** Start **
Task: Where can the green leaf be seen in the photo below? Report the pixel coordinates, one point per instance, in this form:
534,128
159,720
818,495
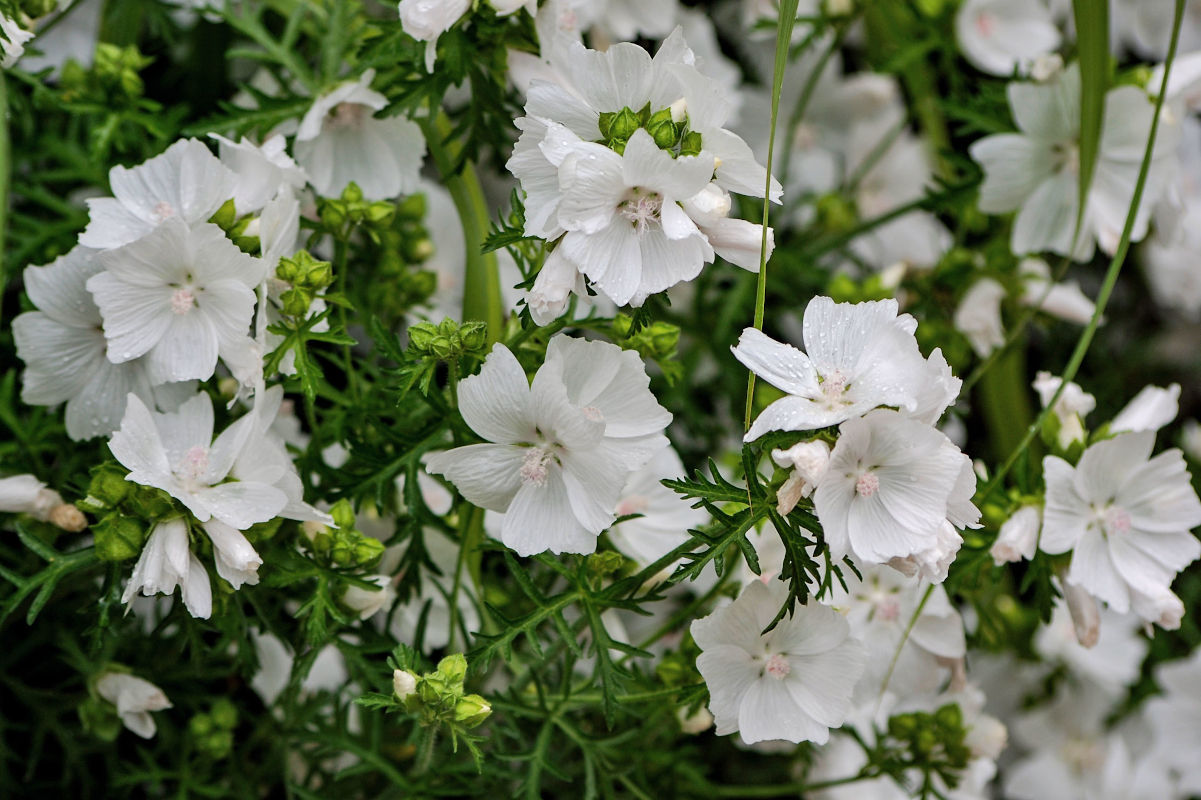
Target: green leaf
1093,45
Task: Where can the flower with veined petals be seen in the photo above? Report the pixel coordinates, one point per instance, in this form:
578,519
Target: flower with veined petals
858,357
179,296
186,183
793,682
891,485
560,449
1125,517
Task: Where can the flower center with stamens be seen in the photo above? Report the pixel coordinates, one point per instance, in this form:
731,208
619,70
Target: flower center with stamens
535,466
193,464
641,208
777,667
867,484
183,300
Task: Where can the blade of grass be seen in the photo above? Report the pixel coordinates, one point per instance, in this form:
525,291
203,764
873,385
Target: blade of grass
783,39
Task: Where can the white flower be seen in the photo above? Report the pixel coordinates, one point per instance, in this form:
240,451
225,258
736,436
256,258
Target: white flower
626,230
1125,517
175,452
858,357
1035,171
135,699
428,19
185,183
13,45
561,449
63,345
998,36
24,494
262,171
178,296
978,317
665,517
167,562
793,684
341,141
1149,410
1019,536
1070,409
890,487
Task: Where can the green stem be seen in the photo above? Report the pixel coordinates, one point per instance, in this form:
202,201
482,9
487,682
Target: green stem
482,282
783,39
1111,275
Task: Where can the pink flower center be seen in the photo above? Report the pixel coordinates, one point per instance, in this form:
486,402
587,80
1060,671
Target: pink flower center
183,300
641,208
162,210
867,484
535,466
1116,521
777,667
986,24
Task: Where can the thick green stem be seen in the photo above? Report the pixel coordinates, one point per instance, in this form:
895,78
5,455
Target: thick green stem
482,281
** End **
### GOAL
Leave out the pictures and transcribe everything else exactly.

### FINISHED ANSWER
Task: Where can the green leaf be seen in the photo below? Report the pixel coordinates, one point per instance, in this form:
534,128
159,720
818,495
Target: green leaf
1093,45
Task: Where can the flower with veined petals be seen in the photo above? Report the pixel coordinates, one point per instance, in this form:
578,519
Target: flower with veined petals
858,357
179,296
186,183
793,682
891,485
560,449
1125,517
Task: Where can the flower center with stamens be seen in the photo above? Report the pixel coordinates, one point per instance, in this form:
731,208
619,70
Target: flower center with stamens
535,466
193,464
641,208
777,667
867,484
183,300
Task: Where can the blade of grass be seen in the photo above? Report the pixel coordinates, one point per instance, in this form:
525,291
203,764
873,385
Target: blade of grass
783,39
Task: Where can the white flower be seen in the photo above? Report the pixel coordinates, one point per instance, in this form:
240,451
225,258
736,436
256,258
Target: white flower
626,230
1125,517
175,452
858,357
1035,171
135,699
428,19
185,183
13,45
561,449
63,345
998,36
24,494
262,171
178,296
978,317
665,517
167,562
793,684
341,141
1149,410
1019,536
1070,409
890,487
Task: Where can the green stem be seen in the photo above? Report the pixel coordinates, one point per instance, in this form:
202,201
482,9
487,682
Target: green stem
482,282
783,39
1111,275
Task: Where can the pink flower center be seen in the photo above? Report the pixel coordinates, one point per instance, in this form:
486,402
587,80
1060,671
Target: pink flower center
183,300
641,208
162,210
867,484
535,466
1116,521
777,667
986,24
Task: Where can the thick green stem be seen in the photo above? Report the pixel coordinates, one point per instance, in this form:
895,78
5,455
Target: thick green stem
482,281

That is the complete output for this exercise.